What to do: Scan the entries and tally the lines that include the string "negative". Reply with the figure alone.
[[ Listed entries open ]]
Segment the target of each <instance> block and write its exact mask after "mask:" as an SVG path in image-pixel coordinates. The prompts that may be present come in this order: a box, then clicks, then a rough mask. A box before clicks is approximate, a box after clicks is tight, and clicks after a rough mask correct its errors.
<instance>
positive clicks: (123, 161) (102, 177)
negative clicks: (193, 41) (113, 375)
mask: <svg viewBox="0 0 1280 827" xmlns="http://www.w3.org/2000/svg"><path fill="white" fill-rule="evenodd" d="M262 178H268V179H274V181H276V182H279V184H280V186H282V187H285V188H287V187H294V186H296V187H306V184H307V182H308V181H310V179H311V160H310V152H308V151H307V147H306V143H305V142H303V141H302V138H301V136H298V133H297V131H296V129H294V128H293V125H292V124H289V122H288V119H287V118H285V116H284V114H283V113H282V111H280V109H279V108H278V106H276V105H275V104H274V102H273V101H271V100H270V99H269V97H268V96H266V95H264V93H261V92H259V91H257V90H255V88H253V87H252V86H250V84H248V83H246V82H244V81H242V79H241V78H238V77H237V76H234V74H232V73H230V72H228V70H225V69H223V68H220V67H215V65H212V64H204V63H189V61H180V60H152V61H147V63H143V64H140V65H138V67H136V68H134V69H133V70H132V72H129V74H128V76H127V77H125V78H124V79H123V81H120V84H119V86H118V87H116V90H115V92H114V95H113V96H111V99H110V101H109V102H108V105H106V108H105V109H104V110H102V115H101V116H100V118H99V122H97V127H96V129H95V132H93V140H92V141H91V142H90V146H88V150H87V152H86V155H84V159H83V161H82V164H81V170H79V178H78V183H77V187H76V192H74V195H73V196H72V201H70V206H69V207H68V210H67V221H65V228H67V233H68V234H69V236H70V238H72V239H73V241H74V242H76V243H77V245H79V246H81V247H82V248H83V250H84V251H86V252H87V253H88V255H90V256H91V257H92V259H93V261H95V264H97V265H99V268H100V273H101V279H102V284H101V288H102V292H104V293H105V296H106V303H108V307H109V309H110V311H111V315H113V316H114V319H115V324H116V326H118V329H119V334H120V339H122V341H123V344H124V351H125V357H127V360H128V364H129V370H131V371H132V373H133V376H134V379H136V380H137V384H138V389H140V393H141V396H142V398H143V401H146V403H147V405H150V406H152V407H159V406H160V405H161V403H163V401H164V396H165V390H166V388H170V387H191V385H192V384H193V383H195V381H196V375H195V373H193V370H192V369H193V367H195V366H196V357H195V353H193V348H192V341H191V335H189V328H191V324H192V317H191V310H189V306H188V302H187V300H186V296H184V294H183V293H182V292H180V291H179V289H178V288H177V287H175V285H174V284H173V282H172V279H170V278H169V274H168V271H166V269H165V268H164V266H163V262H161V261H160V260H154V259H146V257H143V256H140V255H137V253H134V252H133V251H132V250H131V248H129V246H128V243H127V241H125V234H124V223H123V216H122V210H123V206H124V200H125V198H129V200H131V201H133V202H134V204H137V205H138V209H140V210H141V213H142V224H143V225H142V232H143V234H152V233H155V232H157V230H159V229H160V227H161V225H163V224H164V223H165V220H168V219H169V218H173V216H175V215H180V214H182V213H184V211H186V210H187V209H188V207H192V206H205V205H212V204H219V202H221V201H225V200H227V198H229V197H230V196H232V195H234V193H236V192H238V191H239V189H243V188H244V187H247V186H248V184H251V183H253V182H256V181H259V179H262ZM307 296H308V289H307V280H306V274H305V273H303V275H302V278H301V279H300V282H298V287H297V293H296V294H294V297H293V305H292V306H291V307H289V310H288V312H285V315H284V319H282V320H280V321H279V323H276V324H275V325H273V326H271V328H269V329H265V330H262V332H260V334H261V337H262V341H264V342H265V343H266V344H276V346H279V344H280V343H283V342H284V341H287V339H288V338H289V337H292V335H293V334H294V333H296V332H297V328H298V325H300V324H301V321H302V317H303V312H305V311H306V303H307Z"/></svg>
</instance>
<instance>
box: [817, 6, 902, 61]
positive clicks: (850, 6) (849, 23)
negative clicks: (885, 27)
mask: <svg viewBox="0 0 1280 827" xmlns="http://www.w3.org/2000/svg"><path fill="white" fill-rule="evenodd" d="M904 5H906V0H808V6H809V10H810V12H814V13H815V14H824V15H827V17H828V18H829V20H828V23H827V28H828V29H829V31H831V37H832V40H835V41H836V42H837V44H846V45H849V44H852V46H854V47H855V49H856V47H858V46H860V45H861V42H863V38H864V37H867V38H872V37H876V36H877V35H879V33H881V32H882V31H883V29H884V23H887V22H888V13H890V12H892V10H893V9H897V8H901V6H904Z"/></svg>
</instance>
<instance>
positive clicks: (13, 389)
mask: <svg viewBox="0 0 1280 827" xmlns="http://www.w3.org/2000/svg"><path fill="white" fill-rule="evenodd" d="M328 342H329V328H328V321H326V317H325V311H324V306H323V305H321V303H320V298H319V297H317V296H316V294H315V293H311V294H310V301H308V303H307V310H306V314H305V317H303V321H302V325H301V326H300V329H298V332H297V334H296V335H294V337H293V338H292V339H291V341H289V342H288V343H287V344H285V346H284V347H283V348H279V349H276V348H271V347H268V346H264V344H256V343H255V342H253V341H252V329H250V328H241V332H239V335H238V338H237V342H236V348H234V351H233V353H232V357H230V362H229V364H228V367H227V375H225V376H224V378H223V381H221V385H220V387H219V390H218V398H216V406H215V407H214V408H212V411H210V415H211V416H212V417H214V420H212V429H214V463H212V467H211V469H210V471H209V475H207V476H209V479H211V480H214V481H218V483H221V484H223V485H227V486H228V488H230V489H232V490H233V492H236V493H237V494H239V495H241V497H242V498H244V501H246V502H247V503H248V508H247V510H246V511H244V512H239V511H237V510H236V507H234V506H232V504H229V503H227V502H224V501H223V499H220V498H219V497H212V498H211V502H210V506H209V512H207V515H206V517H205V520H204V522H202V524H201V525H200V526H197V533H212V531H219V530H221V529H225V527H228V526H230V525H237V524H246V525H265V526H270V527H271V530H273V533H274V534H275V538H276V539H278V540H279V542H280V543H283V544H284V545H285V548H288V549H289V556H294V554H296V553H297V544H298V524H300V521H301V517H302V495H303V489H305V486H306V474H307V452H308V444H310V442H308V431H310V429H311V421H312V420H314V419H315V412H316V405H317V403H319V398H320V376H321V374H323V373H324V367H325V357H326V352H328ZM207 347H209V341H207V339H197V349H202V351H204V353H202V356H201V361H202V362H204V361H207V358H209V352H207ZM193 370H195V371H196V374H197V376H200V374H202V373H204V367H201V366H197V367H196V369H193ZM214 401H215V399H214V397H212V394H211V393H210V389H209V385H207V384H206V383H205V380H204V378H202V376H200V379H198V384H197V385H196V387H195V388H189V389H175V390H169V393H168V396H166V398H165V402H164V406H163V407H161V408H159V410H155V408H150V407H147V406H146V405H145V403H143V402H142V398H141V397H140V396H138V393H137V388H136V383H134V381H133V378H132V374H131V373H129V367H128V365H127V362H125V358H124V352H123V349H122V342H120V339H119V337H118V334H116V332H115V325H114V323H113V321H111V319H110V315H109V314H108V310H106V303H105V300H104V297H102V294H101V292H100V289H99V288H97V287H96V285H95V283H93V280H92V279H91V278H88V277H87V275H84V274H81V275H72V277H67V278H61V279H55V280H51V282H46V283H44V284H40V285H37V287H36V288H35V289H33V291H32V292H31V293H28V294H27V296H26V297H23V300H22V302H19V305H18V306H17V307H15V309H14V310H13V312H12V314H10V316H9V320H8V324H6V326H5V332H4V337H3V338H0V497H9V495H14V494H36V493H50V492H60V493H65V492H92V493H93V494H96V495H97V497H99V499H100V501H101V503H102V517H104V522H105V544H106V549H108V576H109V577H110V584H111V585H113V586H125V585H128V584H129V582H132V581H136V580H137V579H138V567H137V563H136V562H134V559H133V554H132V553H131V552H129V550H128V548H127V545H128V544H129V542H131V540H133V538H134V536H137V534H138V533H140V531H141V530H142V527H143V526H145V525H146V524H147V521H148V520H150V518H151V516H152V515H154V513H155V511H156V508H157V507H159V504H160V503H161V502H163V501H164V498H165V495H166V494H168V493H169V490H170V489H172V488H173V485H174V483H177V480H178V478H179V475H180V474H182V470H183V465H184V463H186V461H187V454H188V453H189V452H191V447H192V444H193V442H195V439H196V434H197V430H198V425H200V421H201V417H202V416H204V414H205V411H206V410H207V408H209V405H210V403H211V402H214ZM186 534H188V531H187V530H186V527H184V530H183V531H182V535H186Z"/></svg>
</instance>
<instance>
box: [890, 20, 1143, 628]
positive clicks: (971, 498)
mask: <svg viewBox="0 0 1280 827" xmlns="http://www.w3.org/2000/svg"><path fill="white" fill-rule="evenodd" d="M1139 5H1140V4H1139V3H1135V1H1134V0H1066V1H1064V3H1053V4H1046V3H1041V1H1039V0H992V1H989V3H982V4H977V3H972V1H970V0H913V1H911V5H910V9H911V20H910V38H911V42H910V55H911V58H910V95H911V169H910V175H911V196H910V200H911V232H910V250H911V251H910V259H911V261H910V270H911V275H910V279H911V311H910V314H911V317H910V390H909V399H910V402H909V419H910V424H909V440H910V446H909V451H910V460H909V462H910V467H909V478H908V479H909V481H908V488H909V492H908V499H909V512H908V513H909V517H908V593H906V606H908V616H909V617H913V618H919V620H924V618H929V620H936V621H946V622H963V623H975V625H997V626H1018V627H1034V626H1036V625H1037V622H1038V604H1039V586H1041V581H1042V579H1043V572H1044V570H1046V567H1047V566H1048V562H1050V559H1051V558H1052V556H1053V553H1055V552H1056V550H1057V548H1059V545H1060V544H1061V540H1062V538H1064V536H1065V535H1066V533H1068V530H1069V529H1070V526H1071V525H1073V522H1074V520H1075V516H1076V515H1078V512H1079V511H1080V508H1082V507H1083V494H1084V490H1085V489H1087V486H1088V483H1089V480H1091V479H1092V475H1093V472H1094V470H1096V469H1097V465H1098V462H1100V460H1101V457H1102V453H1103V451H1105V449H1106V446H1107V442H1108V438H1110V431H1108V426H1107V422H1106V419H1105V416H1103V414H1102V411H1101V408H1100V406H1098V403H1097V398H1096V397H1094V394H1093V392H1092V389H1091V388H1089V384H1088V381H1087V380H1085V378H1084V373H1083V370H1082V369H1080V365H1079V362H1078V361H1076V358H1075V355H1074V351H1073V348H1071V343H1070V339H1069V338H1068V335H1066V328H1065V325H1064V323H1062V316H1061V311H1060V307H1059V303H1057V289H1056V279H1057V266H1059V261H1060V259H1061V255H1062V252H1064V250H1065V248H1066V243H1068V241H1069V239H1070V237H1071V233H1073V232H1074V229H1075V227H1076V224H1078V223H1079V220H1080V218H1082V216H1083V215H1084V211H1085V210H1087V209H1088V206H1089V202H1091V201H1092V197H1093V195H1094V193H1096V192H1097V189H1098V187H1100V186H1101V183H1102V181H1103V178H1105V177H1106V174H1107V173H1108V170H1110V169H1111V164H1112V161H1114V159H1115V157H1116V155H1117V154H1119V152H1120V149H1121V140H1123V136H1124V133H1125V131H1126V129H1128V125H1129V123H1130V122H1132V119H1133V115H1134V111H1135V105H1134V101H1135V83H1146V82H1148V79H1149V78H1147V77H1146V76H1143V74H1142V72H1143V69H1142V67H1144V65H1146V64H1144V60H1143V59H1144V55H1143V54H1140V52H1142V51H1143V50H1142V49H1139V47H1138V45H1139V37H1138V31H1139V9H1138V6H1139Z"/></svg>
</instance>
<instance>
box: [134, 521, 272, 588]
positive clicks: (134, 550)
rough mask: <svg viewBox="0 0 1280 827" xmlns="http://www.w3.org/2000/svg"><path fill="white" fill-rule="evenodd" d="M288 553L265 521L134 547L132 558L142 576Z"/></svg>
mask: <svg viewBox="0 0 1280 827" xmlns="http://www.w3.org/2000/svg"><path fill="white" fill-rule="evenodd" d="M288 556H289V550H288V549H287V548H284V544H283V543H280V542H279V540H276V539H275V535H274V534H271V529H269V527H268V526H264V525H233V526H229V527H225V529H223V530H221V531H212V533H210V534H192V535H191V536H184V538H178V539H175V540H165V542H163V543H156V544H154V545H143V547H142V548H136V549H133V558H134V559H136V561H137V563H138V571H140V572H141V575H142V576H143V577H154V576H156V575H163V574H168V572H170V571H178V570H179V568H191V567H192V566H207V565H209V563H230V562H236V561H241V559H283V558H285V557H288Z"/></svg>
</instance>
[[ Listed entries closed ]]
Written answer: 2